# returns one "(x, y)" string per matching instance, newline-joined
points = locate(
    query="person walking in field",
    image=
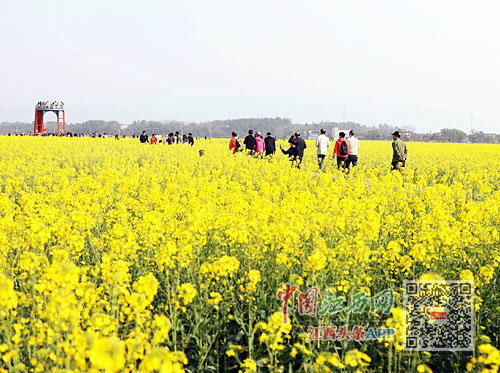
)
(341, 151)
(250, 142)
(292, 152)
(234, 143)
(301, 146)
(353, 144)
(322, 143)
(259, 145)
(270, 144)
(399, 152)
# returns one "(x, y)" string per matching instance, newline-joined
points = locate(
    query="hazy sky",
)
(426, 64)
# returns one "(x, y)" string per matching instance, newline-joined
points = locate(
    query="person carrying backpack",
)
(341, 150)
(235, 144)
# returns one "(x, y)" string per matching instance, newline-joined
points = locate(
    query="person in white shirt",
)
(322, 143)
(353, 145)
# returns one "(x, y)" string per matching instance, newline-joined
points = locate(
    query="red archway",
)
(41, 109)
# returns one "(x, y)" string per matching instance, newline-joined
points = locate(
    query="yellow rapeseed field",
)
(119, 256)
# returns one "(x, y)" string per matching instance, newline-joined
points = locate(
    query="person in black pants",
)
(250, 142)
(301, 145)
(270, 144)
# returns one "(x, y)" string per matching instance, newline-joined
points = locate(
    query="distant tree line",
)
(280, 127)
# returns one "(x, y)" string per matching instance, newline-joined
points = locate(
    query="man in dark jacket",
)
(301, 145)
(292, 151)
(250, 142)
(270, 143)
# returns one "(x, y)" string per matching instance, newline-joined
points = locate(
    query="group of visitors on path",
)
(170, 139)
(345, 150)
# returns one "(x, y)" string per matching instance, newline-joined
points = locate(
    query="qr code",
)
(439, 315)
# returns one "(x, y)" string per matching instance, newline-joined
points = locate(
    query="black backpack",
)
(343, 148)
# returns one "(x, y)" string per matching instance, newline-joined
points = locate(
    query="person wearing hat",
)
(399, 152)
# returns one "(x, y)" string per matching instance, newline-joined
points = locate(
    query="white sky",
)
(426, 64)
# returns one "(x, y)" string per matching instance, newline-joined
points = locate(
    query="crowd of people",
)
(50, 105)
(345, 151)
(170, 139)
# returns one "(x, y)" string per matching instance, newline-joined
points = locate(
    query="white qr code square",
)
(439, 315)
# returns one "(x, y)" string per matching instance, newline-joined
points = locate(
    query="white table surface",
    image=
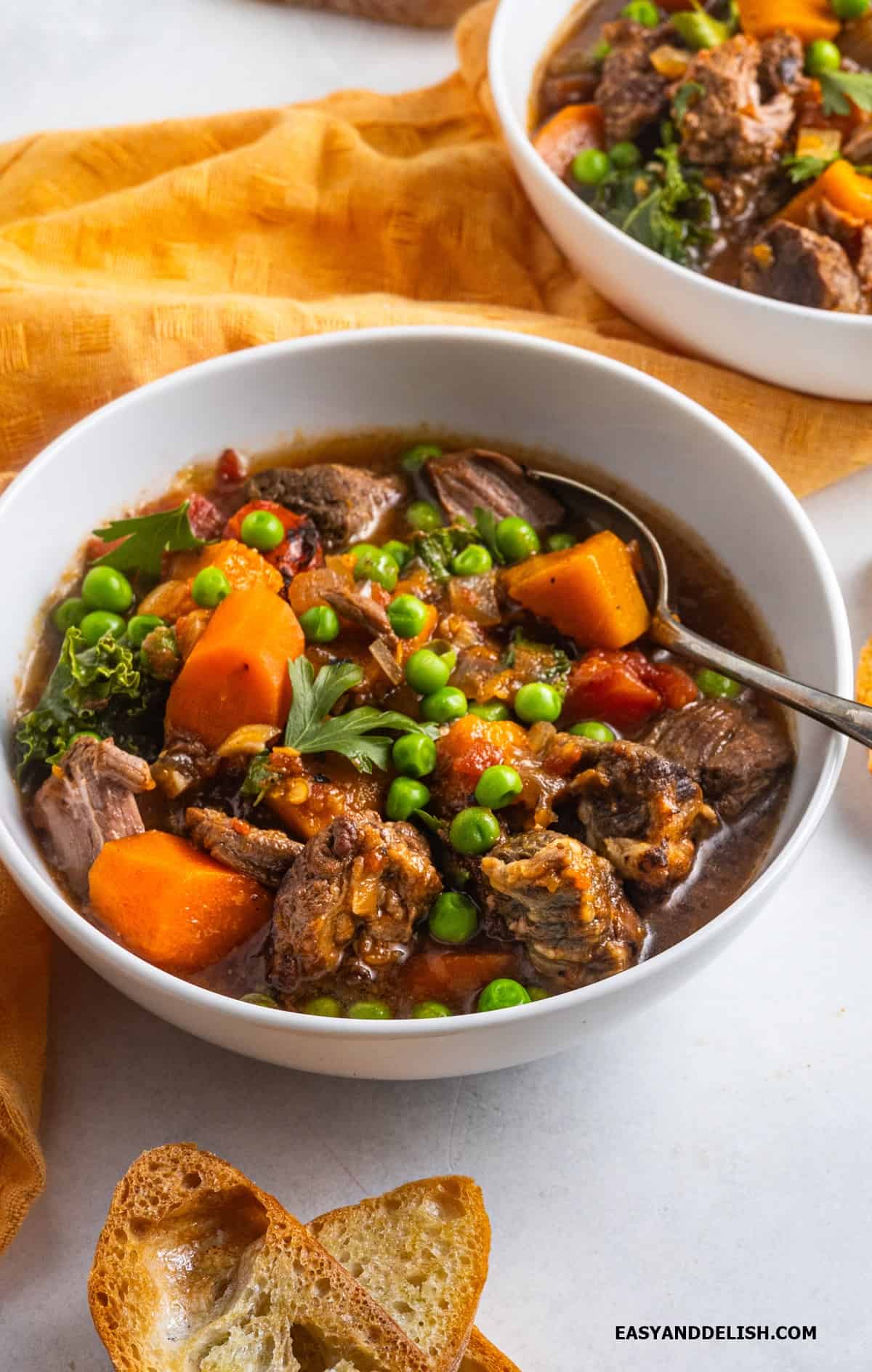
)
(705, 1165)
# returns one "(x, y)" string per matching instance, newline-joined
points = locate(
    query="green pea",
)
(560, 542)
(594, 729)
(377, 567)
(408, 616)
(427, 671)
(440, 707)
(100, 622)
(210, 588)
(108, 589)
(371, 1010)
(140, 627)
(69, 613)
(262, 530)
(405, 796)
(590, 168)
(538, 701)
(320, 624)
(326, 1006)
(423, 516)
(400, 552)
(643, 12)
(453, 919)
(83, 733)
(416, 456)
(502, 995)
(475, 831)
(822, 57)
(473, 562)
(624, 157)
(498, 786)
(716, 685)
(414, 755)
(516, 538)
(490, 710)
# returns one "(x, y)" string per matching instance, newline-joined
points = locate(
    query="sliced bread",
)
(199, 1271)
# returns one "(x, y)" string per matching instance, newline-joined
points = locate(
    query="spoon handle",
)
(847, 717)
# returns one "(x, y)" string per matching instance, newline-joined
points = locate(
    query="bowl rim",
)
(517, 136)
(41, 891)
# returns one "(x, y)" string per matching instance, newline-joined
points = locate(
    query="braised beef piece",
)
(182, 763)
(782, 60)
(344, 502)
(565, 905)
(631, 92)
(477, 479)
(732, 752)
(264, 854)
(793, 264)
(642, 811)
(361, 884)
(727, 125)
(88, 800)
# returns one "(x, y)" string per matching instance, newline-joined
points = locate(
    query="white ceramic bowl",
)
(807, 350)
(502, 387)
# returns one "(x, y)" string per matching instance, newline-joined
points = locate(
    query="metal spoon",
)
(847, 717)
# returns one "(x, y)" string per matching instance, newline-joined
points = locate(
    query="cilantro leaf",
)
(839, 88)
(145, 538)
(312, 730)
(807, 168)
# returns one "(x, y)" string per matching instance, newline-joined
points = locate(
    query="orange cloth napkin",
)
(129, 253)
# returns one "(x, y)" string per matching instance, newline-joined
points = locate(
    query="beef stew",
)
(379, 733)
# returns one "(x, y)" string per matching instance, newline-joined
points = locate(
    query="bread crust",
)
(196, 1270)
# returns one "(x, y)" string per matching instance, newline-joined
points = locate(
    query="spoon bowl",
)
(600, 511)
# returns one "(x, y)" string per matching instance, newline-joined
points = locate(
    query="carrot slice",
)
(171, 903)
(238, 670)
(589, 592)
(569, 132)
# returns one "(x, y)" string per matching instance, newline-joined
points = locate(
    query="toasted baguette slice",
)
(423, 1253)
(482, 1356)
(199, 1271)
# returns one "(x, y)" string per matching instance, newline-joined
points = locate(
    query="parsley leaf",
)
(807, 168)
(351, 735)
(841, 88)
(145, 538)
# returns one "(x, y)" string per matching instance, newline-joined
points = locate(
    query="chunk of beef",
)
(490, 480)
(361, 884)
(631, 92)
(344, 502)
(641, 811)
(728, 125)
(88, 800)
(793, 264)
(732, 752)
(849, 233)
(264, 854)
(782, 60)
(565, 905)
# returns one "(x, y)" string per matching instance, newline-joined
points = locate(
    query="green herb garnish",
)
(313, 730)
(842, 88)
(147, 538)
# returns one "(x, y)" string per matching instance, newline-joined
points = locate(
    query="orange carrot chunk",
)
(569, 132)
(171, 903)
(238, 670)
(589, 592)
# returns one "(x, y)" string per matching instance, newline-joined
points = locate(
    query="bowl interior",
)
(509, 389)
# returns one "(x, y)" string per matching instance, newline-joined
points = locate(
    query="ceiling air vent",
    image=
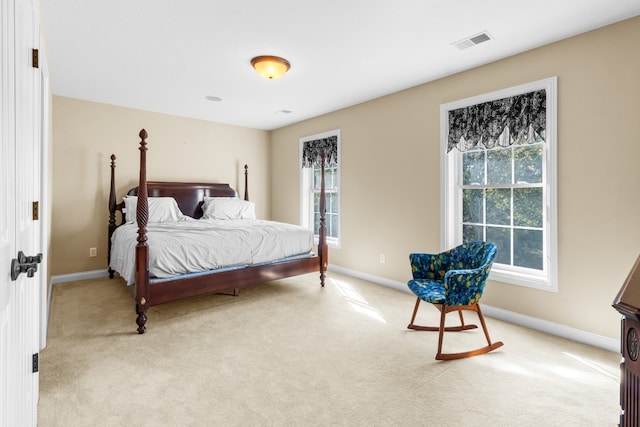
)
(472, 40)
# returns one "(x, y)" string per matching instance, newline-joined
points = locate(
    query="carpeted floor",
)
(290, 353)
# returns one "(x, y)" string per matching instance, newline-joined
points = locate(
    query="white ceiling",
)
(168, 55)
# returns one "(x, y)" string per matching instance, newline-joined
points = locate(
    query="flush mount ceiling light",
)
(270, 67)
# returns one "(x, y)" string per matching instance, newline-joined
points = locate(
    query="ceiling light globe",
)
(270, 67)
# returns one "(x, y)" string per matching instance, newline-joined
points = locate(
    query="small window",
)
(310, 184)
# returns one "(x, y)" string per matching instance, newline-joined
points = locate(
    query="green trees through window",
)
(502, 202)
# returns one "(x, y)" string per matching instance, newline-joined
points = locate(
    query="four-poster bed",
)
(191, 198)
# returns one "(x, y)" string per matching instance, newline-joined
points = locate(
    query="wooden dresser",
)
(627, 302)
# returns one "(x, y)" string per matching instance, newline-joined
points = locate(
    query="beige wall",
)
(85, 134)
(391, 173)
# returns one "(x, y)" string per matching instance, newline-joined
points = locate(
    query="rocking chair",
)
(453, 281)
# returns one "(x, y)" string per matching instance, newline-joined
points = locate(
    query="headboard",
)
(189, 195)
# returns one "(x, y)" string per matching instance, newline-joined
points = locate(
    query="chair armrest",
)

· · · ·

**Directions**
Pull out every line of the material that contains the string "ceiling".

**Response to the exercise**
    query="ceiling air vent",
    query="white ceiling",
    query="flush mount ceiling light",
    query="ceiling light globe",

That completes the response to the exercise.